___ Supplied material ___

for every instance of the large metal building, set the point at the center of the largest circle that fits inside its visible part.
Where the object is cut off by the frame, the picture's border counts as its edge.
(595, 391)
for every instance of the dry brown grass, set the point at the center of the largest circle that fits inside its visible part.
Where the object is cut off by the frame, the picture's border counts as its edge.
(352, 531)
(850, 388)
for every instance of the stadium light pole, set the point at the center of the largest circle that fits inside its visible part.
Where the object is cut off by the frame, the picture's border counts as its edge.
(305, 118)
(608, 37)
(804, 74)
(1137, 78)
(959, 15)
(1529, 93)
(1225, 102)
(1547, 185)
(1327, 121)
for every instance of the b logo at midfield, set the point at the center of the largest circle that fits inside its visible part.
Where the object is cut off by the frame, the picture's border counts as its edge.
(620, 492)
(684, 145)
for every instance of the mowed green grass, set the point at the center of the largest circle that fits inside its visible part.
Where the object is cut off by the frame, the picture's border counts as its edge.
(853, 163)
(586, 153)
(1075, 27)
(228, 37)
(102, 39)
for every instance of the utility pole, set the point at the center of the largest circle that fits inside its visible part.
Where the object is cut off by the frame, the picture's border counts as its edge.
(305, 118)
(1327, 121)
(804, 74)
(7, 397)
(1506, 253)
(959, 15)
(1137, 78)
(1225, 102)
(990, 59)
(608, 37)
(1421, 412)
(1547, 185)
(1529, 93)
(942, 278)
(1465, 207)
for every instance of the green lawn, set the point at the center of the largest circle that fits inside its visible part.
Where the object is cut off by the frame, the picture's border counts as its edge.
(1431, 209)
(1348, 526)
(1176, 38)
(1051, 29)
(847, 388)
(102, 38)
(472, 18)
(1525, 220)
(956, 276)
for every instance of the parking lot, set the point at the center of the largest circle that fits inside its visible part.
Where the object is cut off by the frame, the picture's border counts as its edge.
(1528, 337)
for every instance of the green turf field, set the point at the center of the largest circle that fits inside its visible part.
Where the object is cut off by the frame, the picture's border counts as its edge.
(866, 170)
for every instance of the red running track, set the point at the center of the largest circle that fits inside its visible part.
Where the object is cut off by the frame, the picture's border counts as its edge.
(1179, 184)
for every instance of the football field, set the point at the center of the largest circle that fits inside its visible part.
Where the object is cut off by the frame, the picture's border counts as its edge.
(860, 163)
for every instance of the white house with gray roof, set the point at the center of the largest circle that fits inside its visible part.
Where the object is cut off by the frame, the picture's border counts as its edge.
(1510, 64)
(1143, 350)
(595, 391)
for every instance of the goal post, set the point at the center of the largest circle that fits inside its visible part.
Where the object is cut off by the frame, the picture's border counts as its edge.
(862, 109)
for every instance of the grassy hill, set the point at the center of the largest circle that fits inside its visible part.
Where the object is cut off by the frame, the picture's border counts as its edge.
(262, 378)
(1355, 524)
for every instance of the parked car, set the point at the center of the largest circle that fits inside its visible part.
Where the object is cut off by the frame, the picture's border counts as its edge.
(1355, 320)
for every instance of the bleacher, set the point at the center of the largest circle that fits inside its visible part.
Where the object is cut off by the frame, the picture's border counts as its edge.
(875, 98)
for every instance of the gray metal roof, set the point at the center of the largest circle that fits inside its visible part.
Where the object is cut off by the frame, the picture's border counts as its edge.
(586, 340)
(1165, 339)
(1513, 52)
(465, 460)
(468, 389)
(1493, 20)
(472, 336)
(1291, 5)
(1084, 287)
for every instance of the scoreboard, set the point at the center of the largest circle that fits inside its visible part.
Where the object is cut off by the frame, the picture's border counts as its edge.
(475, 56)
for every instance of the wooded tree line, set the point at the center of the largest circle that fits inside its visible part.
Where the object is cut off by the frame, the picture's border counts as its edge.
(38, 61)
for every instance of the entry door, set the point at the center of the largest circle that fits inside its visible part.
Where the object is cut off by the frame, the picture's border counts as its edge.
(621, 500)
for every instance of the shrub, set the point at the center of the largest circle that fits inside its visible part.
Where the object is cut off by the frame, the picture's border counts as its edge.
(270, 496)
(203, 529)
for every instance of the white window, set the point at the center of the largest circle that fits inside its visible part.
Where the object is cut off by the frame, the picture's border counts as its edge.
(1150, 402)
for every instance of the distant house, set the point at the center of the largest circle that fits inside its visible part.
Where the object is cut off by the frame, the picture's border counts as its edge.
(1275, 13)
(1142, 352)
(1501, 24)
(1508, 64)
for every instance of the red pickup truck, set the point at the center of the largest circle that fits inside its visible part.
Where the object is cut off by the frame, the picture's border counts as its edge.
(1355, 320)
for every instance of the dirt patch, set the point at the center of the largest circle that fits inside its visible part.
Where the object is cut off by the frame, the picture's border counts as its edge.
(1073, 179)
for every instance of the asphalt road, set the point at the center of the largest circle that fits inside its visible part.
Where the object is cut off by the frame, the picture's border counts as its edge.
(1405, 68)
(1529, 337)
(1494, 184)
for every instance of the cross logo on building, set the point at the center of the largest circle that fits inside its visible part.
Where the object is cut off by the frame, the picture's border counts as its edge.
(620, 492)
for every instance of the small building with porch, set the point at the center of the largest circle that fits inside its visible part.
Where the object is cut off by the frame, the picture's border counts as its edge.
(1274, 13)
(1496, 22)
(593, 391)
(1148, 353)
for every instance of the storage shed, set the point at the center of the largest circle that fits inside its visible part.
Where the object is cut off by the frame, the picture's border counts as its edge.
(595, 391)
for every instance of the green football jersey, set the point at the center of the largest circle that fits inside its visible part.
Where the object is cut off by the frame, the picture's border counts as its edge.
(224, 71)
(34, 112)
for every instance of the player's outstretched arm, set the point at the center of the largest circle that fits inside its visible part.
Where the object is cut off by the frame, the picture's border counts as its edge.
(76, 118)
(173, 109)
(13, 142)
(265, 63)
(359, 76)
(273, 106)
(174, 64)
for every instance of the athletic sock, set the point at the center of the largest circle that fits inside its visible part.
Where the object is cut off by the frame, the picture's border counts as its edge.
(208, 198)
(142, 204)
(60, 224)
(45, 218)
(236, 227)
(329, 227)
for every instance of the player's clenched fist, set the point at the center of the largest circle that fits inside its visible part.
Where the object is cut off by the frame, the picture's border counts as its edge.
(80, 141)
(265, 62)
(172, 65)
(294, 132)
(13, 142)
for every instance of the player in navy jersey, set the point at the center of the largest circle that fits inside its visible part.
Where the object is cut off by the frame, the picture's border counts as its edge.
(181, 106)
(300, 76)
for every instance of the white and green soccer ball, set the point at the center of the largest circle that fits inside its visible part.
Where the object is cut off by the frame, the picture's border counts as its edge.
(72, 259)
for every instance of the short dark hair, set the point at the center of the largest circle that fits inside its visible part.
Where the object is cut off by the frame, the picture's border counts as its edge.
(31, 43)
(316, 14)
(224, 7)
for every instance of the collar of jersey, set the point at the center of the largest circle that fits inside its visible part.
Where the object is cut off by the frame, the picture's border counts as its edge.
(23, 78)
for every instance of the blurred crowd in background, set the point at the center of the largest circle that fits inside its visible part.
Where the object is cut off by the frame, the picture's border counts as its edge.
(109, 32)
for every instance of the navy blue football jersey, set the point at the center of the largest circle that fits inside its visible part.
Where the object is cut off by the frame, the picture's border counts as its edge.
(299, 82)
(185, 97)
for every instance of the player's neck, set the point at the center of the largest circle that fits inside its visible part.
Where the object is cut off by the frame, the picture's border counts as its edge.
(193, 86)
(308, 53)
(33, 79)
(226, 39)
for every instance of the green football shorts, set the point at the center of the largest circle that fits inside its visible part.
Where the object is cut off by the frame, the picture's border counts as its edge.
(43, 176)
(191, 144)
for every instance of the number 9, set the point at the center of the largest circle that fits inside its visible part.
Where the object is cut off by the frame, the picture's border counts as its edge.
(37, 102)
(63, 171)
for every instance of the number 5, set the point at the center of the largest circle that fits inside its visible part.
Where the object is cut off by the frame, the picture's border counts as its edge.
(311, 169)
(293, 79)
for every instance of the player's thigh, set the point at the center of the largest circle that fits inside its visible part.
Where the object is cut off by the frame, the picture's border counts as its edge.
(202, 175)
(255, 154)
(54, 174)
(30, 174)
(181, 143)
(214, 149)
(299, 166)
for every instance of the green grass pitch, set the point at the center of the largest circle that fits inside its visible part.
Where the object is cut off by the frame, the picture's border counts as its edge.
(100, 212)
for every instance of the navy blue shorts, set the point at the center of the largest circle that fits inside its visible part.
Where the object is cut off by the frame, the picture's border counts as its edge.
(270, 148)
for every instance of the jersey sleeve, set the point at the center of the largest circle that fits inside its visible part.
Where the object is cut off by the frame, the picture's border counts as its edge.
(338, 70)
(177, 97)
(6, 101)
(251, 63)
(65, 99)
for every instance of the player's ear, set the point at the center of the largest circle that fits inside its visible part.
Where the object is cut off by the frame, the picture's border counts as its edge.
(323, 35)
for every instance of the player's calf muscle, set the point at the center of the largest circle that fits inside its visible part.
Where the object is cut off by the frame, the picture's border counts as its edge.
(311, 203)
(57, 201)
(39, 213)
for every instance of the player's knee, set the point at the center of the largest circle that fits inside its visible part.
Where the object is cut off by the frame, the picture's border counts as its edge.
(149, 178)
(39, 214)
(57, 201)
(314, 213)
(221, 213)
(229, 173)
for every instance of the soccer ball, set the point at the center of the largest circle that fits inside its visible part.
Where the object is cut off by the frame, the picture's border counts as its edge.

___

## The problem
A single figure is all that is needed: the number of lines above that contain the string "soccer".

## Response
2